- **DATA EXTRACT**:
# # #

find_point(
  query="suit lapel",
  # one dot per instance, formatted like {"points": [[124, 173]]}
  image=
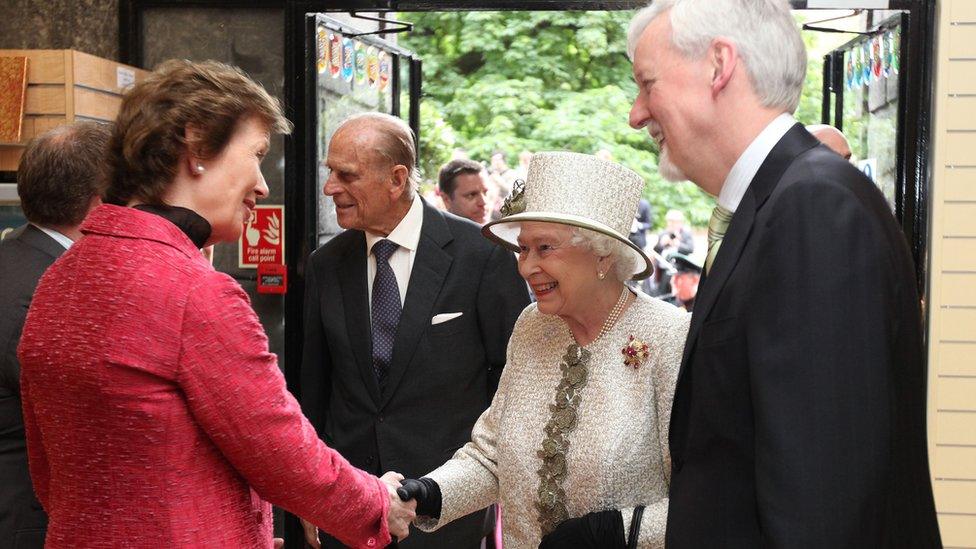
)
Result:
{"points": [[796, 141], [728, 255], [355, 301], [430, 268]]}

# # #

- **THE TASK**:
Render the data above as a JSON list of strings, one string per line, leaving out blank lines and the pictures.

- **IN RESPONSE**:
[
  "find_point(",
  "  query=\"suit lapel\",",
  "  # one dot per instance, formatted like {\"points\": [[124, 173]]}",
  "  image=",
  ")",
  "Result:",
  "{\"points\": [[796, 141], [728, 255], [355, 301], [430, 268]]}"
]